Reproduce the part of the Yelena Bonner obituary below from "Published 5:00 am" to "daughter, Tatiana Yankelevich.", word for word.

───── Given passage

Yelena Bonner, 88, Sakharov’s widow and lifelong critic of Russia

Published 5:00 am Wednesday, June 22, 2011

Yelena Bonner, a Russian human rights activist who, with her late husband, Nobel Peace Prize laureate Andrei Sakharov, was one of the Soviet Union’s most outspoken political dissidents, died June 18 in Boston. She was 88.

She had been hospitalized since February, had heart surgery in March and since then had had several bouts with infection, said her daughter, Tatiana Yankelevich.

Bonner was a prominent activist even before she met Sakharov, the father of the Soviet hydrogen bomb, at the trial of a fellow dissident in 1970. The two married in 1972 and together became symbols of resistance against Soviet political repression.

Headstrong and sharp-tongued with a no-nonsense voice deepened by years of chain-smoking acrid Russian cigarettes, Bonner helped lead a group that monitored violations of the 1975 Helsinki Accords, in which the Soviet government had promised to respect human rights and uphold fundamental freedoms.

Bonner and her group were inundated by “the constant flood of people coming to our door, all sorts of people with all sorts of problems,” she once told The Washington Post. “There are so many phone calls – they would keep not just one wife busy, but a whole institute of wives.”

The work drew threats and harassment and landed many activists in jail – or, if they were lucky, in exile. In 1980, Sakharov was banished to Gorky, 250 miles from Moscow, after he publicly criticized the Soviet invasion of Afghanistan.

Bonner became her husband’s sole link to the West, ferrying his writings to Moscow and bringing him news of the outside world. State media called Bonner a CIA agent, a Zionist and a greedy schemer whose seductions had turned Sakharov against his own country.

In 1984, she too was exiled to Gorky after being convicted of slandering the Soviet state. Isolated from family and forbidden from communicating via telephone, the couple lived under constant KGB surveillance.

“Whenever the authorities did not like something, it was our car that suffered,” Bonner wrote in “Alone Together,” her 1986 memoir of their shared exile. “Either two tires would be punctured, or a window smashed or smeared with glue. This was how we knew that we had done something bad by their standards.”

Bonner’s memoir is, in part, a love story of mutual sacrifice. Sakharov, in an effort to persuade authorities to allow an ailing Bonner to travel overseas for medical care, mounted a series of hunger strikes totaling about 200 days and endured Orwellian force-feedings that left him depleted and ill.

Bonner was eventually granted a temporary visa to the United States, where she had coronary bypass surgery in the mid-1980s. She might have stayed in the United States – where her mother and two children had settled a decade before – but she gave up the freedoms of the West to go back to her husband and their tightly controlled life together.

While in the United States, she visited Washington, an experience she described as “phantasmagoric.” She was feted at the National Academy of Sciences, which she visited as a representative of her husband. She met actor Jason Robards, who played her husband in the 1984 TV movie “Sakharov.”

“And at the same time, in the back of my mind,” she told Robards, “I am packing my bags to return to the Soviet Union in less than a month. I wonder why I am not crazy.”

──────────
───── Data under study

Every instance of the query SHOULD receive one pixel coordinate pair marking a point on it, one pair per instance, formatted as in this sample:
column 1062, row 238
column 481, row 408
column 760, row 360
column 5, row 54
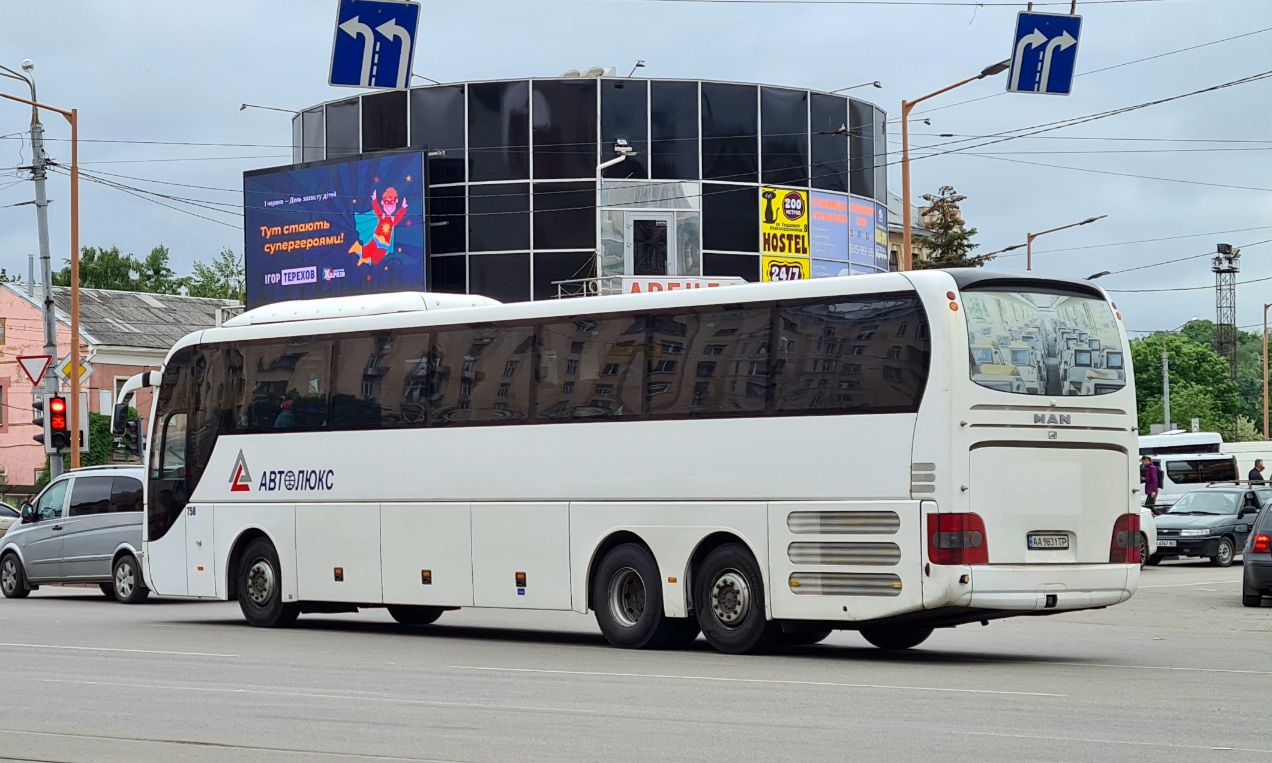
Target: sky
column 158, row 87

──────────

Exercise response:
Published 5:00 am Wednesday, June 22, 2011

Yelena Bonner, a Russian human rights activist who, with her late husband, Nobel Peace Prize laureate Andrei Sakharov, was one of the Soviet Union’s most outspoken political dissidents, died June 18 in Boston. She was 88.

She had been hospitalized since February, had heart surgery in March and since then had had several bouts with infection, said her daughter, Tatiana Yankelevich.